-- BEGIN SOURCE --

Categories: FAANG

How Rocket Companies modernized their data science solution on AWS

RKT LegacyFlow

This post was written with Dian Xu and Joel Hawkins of Rocket Companies.

Rocket Companies is a Detroit-based FinTech company with a mission to “Help Everyone Home”. With the current housing shortage and affordability concerns, Rocket simplifies the homeownership process through an intuitive and AI-driven experience. This comprehensive framework streamlines every step of the homeownership journey, empowering consumers to search, purchase, and manage home financing effortlessly. Rocket integrates home search, financing, and servicing in a single environment, providing a seamless and efficient experience.

The Rocket brand is a synonym for offering simple, fast, and trustworthy digital solutions for complex transactions. Rocket is dedicated to helping clients realize their dream of homeownership and financial freedom. Since its inception, Rocket has grown from a single mortgage lender to an network of businesses that creates new opportunities for its clients.

Rocket takes a complicated process and uses technology to make it simpler. Applying for a mortgage can be complex and time-consuming. That’s why we use advanced technology and data analytics to streamline every step of the homeownership experience, from application to closing. By analyzing a wide range of data points, we’re able to quickly and accurately assess the risk associated with a loan, enabling us to make more informed lending decisions and get our clients the financing they need.

Our goal at Rocket is to provide a personalized experience for both our current and prospective clients. Rocket’s diverse product offerings can be customized to meet specific client needs, while our team of skilled bankers must match with the best client opportunities that align with their skills and knowledge. Maintaining strong relationships with our large, loyal client base and hedge positions to cover financial obligations is key to our success. With the volume of business we do, even small improvements can have a significant impact.

In this post, we share how we modernized Rocket’s data science solution on AWS to increase the speed to delivery from eight weeks to under one hour, improve operational stability and support by reducing incident tickets by over 99% in 18 months, power 10 million automated data science and AI decisions made daily, and provide a seamless data science development experience.

Rocket’s legacy data science environment challenges

Rocket’s previous data science solution was built around Apache Spark and combined the use of a legacy version of the Hadoop environment and vendor-provided Data Science Experience development tools. The Hadoop environment was hosted on Amazon Elastic Compute Cloud (Amazon EC2) servers, managed in-house by Rocket’s technology team, while the data science experience infrastructure was hosted on premises. Communication between the two systems was established through Kerberized Apache Livy (HTTPS) connections over AWS PrivateLink.

Data exploration and model development were conducted using well-known machine learning (ML) tools such as Jupyter or Apache Zeppelin notebooks. Apache Hive was used to provide a tabular interface to data stored in HDFS, and to integrate with Apache Spark SQL. Apache HBase was employed to offer real-time key-based access to data. Model training and scoring was performed either from Jupyter notebooks or through jobs scheduled by Apache’s Oozie orchestration tool, which was part of the Hadoop implementation.

-- END SOURCE --
-- BEGIN DATA SECTION --

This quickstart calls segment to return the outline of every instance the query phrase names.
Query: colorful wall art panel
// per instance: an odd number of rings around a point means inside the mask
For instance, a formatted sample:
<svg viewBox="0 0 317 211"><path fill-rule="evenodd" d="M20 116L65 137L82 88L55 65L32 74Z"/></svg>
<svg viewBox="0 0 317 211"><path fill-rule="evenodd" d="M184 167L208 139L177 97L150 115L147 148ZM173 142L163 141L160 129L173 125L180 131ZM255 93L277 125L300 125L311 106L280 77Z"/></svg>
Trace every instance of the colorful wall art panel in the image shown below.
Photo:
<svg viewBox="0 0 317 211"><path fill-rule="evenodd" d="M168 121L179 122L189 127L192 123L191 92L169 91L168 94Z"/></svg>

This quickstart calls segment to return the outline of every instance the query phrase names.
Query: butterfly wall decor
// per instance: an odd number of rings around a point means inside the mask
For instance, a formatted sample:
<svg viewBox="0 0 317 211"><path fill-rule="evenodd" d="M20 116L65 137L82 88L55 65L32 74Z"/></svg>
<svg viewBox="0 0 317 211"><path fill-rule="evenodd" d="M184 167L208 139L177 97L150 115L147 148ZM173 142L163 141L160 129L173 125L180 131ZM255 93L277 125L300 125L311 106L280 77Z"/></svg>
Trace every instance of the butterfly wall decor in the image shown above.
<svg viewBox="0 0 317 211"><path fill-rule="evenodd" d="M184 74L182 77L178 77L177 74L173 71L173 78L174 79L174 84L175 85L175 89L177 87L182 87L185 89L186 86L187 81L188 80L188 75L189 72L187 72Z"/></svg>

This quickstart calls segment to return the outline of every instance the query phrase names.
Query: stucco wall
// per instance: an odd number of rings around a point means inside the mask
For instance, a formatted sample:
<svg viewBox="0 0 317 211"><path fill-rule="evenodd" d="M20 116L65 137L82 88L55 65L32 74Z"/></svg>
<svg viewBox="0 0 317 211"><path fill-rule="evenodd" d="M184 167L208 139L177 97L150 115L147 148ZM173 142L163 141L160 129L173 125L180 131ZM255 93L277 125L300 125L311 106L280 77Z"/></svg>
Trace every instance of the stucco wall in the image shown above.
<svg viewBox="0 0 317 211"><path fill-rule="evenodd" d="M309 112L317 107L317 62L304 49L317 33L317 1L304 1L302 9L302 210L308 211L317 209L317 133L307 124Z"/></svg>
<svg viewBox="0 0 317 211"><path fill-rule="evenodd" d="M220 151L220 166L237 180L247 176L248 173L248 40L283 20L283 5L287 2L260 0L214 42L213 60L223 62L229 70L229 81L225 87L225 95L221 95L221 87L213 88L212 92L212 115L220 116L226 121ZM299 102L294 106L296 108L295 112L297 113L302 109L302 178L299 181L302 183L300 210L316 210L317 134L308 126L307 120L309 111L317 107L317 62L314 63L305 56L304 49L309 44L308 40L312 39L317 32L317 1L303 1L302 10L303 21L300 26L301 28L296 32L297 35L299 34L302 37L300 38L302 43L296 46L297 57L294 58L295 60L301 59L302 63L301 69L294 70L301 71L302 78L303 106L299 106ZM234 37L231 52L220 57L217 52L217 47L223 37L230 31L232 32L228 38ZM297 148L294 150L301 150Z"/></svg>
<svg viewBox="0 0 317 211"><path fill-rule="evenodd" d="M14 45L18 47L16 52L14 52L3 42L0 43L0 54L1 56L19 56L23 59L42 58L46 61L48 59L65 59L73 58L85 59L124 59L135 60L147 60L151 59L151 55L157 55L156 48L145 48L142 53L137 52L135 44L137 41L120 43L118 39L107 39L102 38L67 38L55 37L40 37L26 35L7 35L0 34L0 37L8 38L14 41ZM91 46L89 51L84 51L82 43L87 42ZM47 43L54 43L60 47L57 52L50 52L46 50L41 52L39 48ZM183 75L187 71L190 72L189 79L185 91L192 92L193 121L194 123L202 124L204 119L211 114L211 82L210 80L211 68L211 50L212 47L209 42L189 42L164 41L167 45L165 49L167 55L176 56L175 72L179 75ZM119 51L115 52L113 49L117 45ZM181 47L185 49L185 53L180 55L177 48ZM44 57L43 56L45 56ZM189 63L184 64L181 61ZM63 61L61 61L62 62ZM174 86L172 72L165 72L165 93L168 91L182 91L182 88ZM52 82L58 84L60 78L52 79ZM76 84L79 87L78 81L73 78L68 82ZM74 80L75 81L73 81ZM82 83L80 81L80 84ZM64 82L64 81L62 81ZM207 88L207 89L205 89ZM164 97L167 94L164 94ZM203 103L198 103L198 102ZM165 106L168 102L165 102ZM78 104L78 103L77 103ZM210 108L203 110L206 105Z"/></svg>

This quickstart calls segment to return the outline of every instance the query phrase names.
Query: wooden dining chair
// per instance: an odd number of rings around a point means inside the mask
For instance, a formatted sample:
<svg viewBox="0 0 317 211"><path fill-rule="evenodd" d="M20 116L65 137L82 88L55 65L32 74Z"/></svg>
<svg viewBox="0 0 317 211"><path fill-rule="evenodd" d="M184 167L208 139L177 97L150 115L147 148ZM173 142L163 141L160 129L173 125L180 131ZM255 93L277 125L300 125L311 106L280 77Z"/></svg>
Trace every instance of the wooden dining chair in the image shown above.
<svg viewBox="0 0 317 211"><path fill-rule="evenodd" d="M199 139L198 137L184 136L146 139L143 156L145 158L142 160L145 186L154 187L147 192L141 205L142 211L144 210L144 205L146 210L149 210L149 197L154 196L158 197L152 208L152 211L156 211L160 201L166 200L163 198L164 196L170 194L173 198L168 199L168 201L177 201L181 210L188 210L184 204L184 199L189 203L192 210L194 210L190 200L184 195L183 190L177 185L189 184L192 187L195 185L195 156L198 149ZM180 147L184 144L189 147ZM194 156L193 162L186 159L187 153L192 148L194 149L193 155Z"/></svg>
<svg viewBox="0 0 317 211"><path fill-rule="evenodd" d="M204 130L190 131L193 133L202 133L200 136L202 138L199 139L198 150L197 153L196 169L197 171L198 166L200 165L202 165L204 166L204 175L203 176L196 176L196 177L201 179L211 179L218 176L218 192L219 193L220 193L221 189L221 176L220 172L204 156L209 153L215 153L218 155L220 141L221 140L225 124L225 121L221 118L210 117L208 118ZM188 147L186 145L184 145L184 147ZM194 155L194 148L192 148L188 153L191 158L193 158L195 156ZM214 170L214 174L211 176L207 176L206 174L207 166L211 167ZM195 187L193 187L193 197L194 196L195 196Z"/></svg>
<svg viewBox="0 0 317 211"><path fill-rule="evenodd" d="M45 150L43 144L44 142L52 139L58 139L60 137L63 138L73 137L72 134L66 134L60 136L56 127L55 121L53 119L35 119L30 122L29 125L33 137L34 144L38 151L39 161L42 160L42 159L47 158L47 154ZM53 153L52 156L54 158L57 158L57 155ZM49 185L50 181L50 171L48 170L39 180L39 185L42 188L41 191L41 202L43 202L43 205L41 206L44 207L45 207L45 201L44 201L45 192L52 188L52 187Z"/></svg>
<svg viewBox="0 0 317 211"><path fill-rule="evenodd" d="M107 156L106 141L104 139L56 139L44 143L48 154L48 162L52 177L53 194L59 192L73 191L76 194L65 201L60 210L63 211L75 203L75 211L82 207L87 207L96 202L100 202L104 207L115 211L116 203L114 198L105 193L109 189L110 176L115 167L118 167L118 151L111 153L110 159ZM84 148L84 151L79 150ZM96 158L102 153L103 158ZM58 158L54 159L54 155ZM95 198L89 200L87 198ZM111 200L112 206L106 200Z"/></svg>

-- END DATA SECTION --

● **TASK BRIEF**: Resume the article on how Rocket Companies modernized its data science solution, picking up right after its last sentence. None of the records are needed here.

● **FINAL RESULT**:
Despite the benefits of this architecture, Rocket faced challenges that limited its effectiveness:

Accessibility limitations: The data lake was stored in HDFS and only accessible from the Hadoop environment, hindering integration with other data sources. This also led to a backlog of data that needed to be ingested.
Steep learning curve for data scientists: Many of Rocket’s data scientists did not have experience with Spark, which had a more nuanced programming model compared to other popular ML solutions like scikit-learn. This created a challenge for data scientists to become productive.
Responsibility for maintenance and troubleshooting: Rocket’s DevOps/Technology team was responsible for all upgrades, scaling, and troubleshooting of the Hadoop cluster, which was installed on bare EC2 instances. This resulted in a backlog of issues with both vendors that remained unresolved.
Balancing development vs. production demands: Rocket had to manage work queues between development and production, which were always competing for the same resources.
Deployment challenges: Rocket sought to support more real-time and streaming inferencing use cases, but this was limited by the capabilities of MLeap for real-time models and Spark Streaming for streaming use cases, which were still experimental at that time.
Inadequate data security and DevOps support – The previous solution lacked robust security measures, and there was limited support for development and operations of the data science work.

Rocket’s legacy data science architecture is shown in the following diagram.

The diagram depicts the flow; the key components are detailed below:

Data Ingestion: Data is ingested into the system using Attunity data ingestion in Spark SQL.
Data Storage and Processing: All compute is done as Spark jobs inside of a Hadoop cluster using Apache Livy and Spark. Data is stored in HDFS and is accessed via Hive, which provides a tabular interface to the data and integrates with Spark SQL. HBase is employed to offer real-time key-based access to data.
Model Development: Data exploration and model development are conducted using tools such as Jupyter or Orchestration, which communicate with the Spark server over Kerberized Livy connection.
Model Training and Scoring: Model training and scoring is performed either from Jupyter notebooks or through jobs scheduled by Apache’s Oozie orchestration tool, which is part of the Hadoop implementation.

Rocket’s migration journey

At Rocket, we believe in the power of continuous improvement and constantly seek out new opportunities. One such opportunity is using data science solutions, but to do so, we must have a strong and flexible data science environment.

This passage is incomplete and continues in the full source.